● Texto para leer
==========

De los vientos de guerra

 






Hola, buenos días de nuevo a todos y feliz viernes, 17 de mayo. La ciudadanía europea, escribe en Revistas de Libros el economista J.L. Oller-Ariño, quiere amigos, no enemigos, paz, no guerra, y líderes capaces, valerosos e inmunes a la sumisión. Sean felices, por favor, aun contra todo pronóstico. Y nos vemos mañana si la diosa Fortuna lo permite. Tamaragua, amigos míos. harendt.blogspot.com










Vientos de guerra y sumisión
J.L. OLLER-ARIÑO
08 MAY 2024 - Revista de Libros - harendt.blogspot.com

Reseña de los libros Betrachtungen zum Weltkriege (Consideraciones sobre la guerra mundial, editado por Jost Dülffer)
Theobald von Bethmann Hollweg, Berlín, Hobing, 1919; Not One Inch. America, Russia and the Making Of Post- Cold War Stalemate M. E. Sarotte, Yale University Press, 2022; y Ucrania 22. La guerra programada, Francisco Veiga, Alianza Editorial, Madrid, 2022.
En las últimas semanas, las autoridades europeas parecen haberse concertado para llevar a la conciencia de la ciudadanía el «riesgo absoluto de guerra», en expresión de la ministra de defensa española, la señora Robles. Por su parte, la señora Von der Leyen, presidenta de la Comisión Europea, se manifiesta frecuentemente como la cabeza de las autoridades que nos advierten del peligro a los ciudadanos corrientes.

==========

● Datos proporcionados
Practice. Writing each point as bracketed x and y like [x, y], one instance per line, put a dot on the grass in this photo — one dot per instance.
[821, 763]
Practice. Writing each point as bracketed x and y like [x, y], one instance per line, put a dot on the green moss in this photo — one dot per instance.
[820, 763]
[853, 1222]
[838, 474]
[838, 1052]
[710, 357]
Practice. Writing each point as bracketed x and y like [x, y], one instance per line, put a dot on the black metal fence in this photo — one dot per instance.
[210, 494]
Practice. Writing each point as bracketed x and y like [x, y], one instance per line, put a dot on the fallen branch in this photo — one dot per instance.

==========

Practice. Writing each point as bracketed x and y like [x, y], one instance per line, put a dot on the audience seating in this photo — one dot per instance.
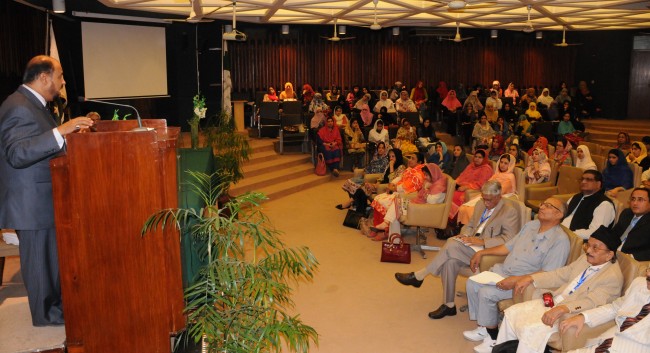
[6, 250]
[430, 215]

==========

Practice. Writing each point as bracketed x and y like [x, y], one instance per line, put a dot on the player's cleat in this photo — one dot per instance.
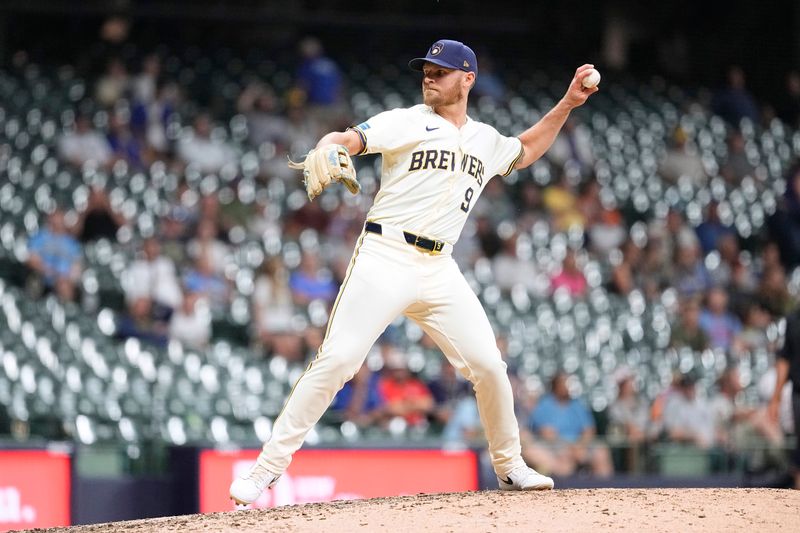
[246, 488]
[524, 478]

==========

Retoma la reseña sobre los vientos de guerra y la sumisión, y continúa su redacción justo a partir de la última oración.

Los dirigentes occidentales y sus mensajes. Dado que Putin ha dicho públicamente que si Europa envía tropas a suelo ucraniano se puede desatar un conflicto nuclear que signifique el fin de la civilización («¿no lo entienden?», añadió), es razonable suponer que es de eso de lo que nos quieren advertir: de un conflicto nuclear con Rusia.
¿Qué esperan nuestros dirigentes de estos mensajes? Asistimos resignadamente a un despropósito que puede llevarnos a desenlaces catastróficos e irreparables. Pero, previo a todo análisis, hay que expresar un intenso sentimiento de sorpresa: nuestros dirigentes no nos relatan sus esfuerzos por conseguir un alto el fuego, una negociación y un pacto, el agotamiento de las vías para lograrlo, las veces y los caminos que lo han intentado y probado, su pérdida de esperanza de lograrlo; no, nada de eso: nos advierten a quienes nada podemos hacer, excepto votar, de su temor a una extensión del conflicto de Ucrania, solo de eso.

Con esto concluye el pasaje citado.